───── EXERCISE MATERIALS

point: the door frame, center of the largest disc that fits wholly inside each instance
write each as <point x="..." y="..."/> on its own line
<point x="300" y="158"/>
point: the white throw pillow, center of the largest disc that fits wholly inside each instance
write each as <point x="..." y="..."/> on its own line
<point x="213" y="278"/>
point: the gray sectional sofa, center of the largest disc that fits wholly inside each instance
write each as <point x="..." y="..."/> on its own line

──────────
───── EXERCISE MATERIALS

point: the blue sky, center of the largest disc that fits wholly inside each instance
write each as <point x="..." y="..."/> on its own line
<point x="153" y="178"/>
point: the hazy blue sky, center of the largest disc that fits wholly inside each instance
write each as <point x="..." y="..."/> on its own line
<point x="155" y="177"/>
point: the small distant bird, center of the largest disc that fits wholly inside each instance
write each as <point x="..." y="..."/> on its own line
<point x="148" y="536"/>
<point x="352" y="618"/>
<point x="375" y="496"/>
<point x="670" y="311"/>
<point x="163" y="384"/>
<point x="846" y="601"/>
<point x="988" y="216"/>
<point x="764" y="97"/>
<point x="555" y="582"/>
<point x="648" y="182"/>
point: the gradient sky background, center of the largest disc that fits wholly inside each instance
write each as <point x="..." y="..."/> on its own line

──────────
───── EXERCISE MATERIALS

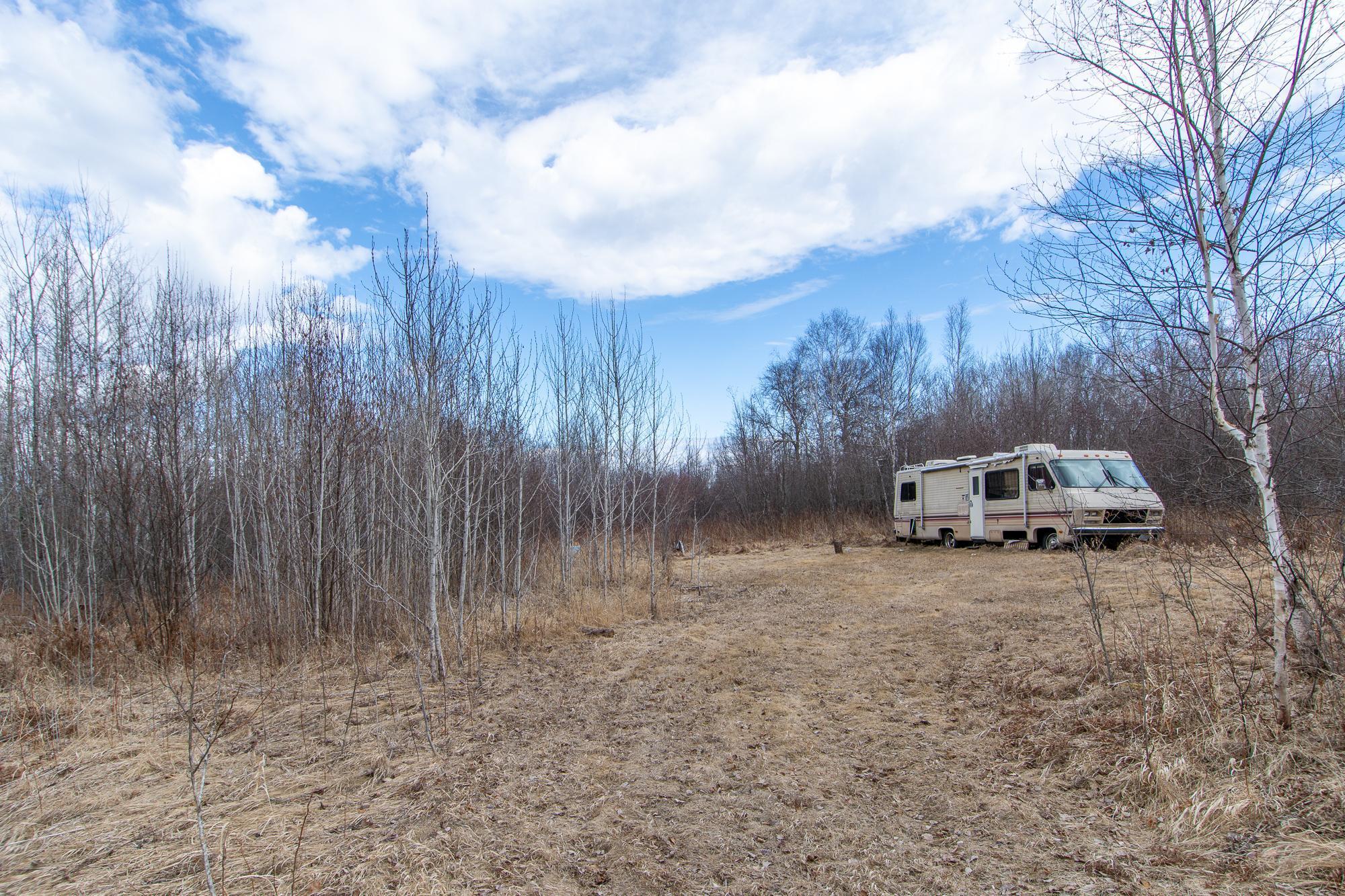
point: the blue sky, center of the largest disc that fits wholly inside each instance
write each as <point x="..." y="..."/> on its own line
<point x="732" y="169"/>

──────────

> [TO DO]
Gather each line in the entries above that contains the word "fits" and copy it in full.

> [ANSWER]
point: the door frame, center of the largest disc that fits wholly inside each instance
point: the white throw pillow, center of the largest disc that fits wholly inside each instance
point: the gray sectional sofa, center of the largest disc that fits wholly inside each instance
point: the blue sky, center of the largest disc that fits wholly inside each instance
point: the hazy blue sky, center of the largest disc that fits wholly inside each instance
point: the small distant bird, center of the largest disc that fits wholly inside each instance
point: the gradient sky background, center of the largest disc that fits wholly inside each instance
point: the blue sky, center of the largest disc that fits wholly inside each instance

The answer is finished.